■ **ZU BEARBEITENDE AUFGABEN**:
a) Welche vier Alternativen zur bürgerlichen Ethik einer freien Gesellschaft nennt McCloskey laut dem Auszug über ihre Untersuchung der Wohlfahrtsentwicklung?
b) Führe den Auszug über McCloskeys Untersuchung der Wohlfahrtsentwicklung nach seinem letzten Satz weiter.

■ **TEXTAUSZUG**:
Die umfassende, detailreiche, soziale, ökonomische, literarische und kulturelle sowie ethische Untersuchung lässt in etwa wie folgt zusammenfassen: Herkömmliche Erklärungen für die einzigartige, exponentielle Wohlfahrtsentwicklung der Menschheitsgeschichte seit der Industriellen Revolution, nach Jahrtausenden der Stagnation (von global 3 USD Konsum pro Tag pro Kopf auf global 33 USD und in den USA 130 USD), sind wichtig, greifen aber zu kurz. Die größten Wohlfahrtsprofiteure – die Armen – verdanken ihre im Jahr 1800 unvorstellbare Wohlfahrtsentwicklung nicht technischen Erfindungen, nicht Ressourcen, nicht der Kapitalbildung und auch nicht Institutionen, der Eisenbahn oder anderen üblichen Erklärungen. Vielmehr sind in ihrer Triologie unüberschaubar viele Hinweise zusammengetragen, die ein fundamental verändertes Denken der Menschen zwischen 1517 und 1789 dokumentieren. Die Ursache schlechthin sieht Deirdre McCloskey in einem „Wandel der Ethik und Rhetorik und Ideologie“ (S. 86)

  1. Ordnungsalternativen

Der Wandel zur bürgerlichen Ethik einer freien Gesellschaft, die einzigartige Wohlfahrt für alle, noch einmal: allen voran für die Ärmsten, mit sich bringt, hat durch freies Handeln eine unvorstellbare Innovation in Gang gesetzt. Unzureichend mit dem Wort Kapitalismus beschrieben, wäre Innovationismus eine Alternative. Die bürgerliche Ethik hat dazu geführt, dass Zwang durch Kooperation ersetzt wurde, Herrschaft durch Märkte, die sichtbare durch die unsichtbare Hand, Top down durch Bottom up – nie perfekt, aber fundamental.

Zur bürgerlichen Ethik einer freien Gesellschaft gibt es Alternativen. McCloskey nennt sie die vier B: Blue-Blood, Bolschewismus, Bismarckism, Bureaucracy (S. 138-141).

  • Der Deal des blauen Blutes bedeutet, wenn Du gehorchst, Steuern zahlst und Kriegsdienst leistest, bringe ich dich nicht um (und beschütze Dich – nur vor wem?).

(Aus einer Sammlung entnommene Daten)
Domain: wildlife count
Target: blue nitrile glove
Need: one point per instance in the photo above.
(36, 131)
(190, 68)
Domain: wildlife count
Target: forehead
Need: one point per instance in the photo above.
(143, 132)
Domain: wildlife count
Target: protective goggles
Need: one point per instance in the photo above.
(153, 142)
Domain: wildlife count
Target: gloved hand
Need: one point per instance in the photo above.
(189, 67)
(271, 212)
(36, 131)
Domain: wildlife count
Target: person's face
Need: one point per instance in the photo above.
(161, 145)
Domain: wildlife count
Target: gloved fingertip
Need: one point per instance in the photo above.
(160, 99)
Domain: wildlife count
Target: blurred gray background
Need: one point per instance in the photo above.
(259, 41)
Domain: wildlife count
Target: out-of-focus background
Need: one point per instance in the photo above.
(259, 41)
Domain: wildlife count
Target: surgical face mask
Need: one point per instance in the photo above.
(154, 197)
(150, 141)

■ **LÖSUNGEN DER AUFGABEN**:
a) Blue-Blood, Bolschewismus, Bismarckism und Bureaucracy.

b)
  • Der bolschewistische (sozialistische) Deal lautet: Führe die Dir zugewiesene Arbeit aus, liefere alle Deine Leistungen an die kommunistische Partei ab, kritisiere sie nicht und wir nehmen Dir alle ökonomischen Entscheidungen ab.
  • Der Bismarck-Deal bietet Schutz gegen die Sozialisten, aber auch gegen die Bürgerlichen (Liberalen) und besticht die Armen mit ihrem eigenen Geld. Akzeptiere die Regierung als Deinen noblen Herrscher, der der Garant von Ordnung und Sicherheit in der gefährlichen Freiheitswelt ist.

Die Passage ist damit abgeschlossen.